-------- DATA LISTING

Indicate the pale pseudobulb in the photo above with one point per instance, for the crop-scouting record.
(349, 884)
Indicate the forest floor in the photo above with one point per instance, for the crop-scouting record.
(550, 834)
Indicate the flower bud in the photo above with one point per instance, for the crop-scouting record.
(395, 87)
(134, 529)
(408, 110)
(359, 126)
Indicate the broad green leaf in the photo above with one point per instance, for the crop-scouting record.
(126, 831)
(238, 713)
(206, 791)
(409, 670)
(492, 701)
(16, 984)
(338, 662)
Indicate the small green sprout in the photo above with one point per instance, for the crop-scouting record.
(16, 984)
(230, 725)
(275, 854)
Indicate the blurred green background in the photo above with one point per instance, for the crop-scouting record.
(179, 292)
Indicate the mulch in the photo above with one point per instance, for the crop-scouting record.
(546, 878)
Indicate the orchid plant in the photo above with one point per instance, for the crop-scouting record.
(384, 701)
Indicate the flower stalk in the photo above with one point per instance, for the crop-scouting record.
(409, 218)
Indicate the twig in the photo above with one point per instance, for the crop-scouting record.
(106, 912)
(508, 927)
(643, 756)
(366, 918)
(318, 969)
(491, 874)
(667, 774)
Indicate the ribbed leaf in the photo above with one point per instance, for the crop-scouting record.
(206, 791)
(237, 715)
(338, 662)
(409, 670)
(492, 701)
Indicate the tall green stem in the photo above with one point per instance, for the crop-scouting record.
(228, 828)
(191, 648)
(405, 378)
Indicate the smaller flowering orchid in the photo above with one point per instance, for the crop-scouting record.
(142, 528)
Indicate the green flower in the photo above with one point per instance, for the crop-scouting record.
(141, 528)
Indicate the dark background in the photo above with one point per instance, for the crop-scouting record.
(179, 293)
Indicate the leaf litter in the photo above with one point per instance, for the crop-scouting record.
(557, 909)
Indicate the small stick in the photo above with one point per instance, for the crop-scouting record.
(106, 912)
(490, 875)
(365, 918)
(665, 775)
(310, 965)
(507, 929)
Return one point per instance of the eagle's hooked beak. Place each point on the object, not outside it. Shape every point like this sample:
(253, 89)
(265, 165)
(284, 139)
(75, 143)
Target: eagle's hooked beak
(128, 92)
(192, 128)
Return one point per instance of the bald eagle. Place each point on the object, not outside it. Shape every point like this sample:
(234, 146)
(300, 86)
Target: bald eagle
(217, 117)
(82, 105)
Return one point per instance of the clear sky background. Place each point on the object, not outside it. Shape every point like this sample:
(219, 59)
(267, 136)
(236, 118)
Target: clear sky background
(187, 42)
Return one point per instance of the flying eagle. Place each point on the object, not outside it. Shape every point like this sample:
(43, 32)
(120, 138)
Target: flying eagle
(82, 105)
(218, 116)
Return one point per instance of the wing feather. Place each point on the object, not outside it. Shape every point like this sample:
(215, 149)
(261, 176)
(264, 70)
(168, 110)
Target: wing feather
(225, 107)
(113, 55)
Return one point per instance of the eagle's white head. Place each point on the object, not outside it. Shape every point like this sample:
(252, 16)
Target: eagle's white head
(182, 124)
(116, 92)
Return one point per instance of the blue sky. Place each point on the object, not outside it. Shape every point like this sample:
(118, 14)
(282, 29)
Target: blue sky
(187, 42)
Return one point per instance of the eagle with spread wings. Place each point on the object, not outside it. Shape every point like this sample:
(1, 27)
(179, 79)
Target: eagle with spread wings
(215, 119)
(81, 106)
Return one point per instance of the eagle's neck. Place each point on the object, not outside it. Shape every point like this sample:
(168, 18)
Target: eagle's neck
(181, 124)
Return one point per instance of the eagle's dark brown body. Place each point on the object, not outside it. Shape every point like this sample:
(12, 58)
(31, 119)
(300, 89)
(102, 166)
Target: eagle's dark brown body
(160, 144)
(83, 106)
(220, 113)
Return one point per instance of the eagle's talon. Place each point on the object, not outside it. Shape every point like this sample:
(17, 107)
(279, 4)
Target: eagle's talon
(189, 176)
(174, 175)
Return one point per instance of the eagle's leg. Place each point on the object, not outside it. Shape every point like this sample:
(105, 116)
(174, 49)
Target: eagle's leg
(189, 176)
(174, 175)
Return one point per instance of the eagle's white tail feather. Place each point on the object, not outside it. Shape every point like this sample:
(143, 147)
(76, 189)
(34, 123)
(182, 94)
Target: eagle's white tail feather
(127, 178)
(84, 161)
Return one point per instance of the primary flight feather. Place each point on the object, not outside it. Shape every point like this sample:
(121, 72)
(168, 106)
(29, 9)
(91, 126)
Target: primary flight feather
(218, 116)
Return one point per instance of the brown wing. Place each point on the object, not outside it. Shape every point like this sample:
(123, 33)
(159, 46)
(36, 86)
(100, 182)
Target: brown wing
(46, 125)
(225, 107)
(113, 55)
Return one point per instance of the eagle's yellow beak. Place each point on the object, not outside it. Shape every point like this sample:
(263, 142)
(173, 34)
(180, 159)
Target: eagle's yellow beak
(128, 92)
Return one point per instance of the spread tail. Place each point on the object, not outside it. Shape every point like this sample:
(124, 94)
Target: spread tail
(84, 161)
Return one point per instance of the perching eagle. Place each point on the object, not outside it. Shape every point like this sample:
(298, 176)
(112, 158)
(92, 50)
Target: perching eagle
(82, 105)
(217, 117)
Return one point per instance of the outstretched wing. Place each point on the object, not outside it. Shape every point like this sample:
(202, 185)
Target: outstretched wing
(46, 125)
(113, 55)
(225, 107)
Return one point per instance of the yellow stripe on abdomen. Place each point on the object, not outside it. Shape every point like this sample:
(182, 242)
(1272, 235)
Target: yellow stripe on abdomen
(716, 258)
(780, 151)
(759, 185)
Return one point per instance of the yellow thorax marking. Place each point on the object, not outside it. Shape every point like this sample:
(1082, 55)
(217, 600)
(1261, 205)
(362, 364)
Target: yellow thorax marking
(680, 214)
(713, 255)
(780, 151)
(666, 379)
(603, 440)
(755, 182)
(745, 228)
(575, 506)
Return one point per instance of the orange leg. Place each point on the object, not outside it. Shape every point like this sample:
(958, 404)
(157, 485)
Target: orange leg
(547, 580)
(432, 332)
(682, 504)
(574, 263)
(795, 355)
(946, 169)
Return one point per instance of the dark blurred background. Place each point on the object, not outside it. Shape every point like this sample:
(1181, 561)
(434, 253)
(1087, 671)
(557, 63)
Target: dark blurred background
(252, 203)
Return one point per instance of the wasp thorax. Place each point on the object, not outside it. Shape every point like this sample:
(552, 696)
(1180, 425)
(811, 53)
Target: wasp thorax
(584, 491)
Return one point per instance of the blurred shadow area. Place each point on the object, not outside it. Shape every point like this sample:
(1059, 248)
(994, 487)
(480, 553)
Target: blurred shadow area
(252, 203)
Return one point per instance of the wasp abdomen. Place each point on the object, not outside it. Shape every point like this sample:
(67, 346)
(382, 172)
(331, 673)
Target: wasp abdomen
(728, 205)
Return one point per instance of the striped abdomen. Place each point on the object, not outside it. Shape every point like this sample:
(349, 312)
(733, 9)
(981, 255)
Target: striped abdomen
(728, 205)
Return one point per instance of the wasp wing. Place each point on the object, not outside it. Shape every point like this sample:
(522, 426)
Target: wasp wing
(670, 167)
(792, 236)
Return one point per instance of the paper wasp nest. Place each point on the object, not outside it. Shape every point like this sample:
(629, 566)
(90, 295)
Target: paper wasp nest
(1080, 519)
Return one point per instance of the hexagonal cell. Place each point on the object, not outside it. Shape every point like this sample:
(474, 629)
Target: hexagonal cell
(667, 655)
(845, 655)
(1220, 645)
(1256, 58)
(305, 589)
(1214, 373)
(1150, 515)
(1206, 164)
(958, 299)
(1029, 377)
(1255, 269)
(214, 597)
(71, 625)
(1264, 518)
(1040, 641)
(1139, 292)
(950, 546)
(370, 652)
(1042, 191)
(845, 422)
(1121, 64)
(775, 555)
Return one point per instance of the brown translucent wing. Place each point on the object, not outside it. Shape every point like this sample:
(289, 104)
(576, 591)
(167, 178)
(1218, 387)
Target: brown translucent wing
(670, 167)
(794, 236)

----------------

EXERCISE OBJECTIVE:
Take the lines from the one containing "Return one point per instance of the paper" to the last line of the material above and write them out exactly.

TASK SOLUTION:
Return one point per instance of the paper wasp nest. Place each point on the object, not outside it. Shape every point like this sample:
(629, 566)
(90, 295)
Target: paper wasp nest
(1080, 519)
Return one point per instance of the hexagonal cell. Place each point on the object, not outside it. Shape every point like this sample:
(474, 629)
Target: hexagonal cell
(667, 655)
(845, 655)
(1220, 645)
(1256, 58)
(305, 589)
(1214, 373)
(1150, 515)
(1206, 164)
(958, 299)
(1029, 377)
(1255, 269)
(214, 597)
(71, 625)
(1264, 518)
(1040, 641)
(1139, 292)
(950, 546)
(370, 652)
(1042, 191)
(845, 422)
(1121, 64)
(775, 555)
Return one point per instance of the brown translucent wing. Place each point on the object, not outside it. Shape every point like this sample:
(289, 104)
(576, 591)
(167, 178)
(1218, 387)
Target: brown translucent wing
(670, 167)
(794, 236)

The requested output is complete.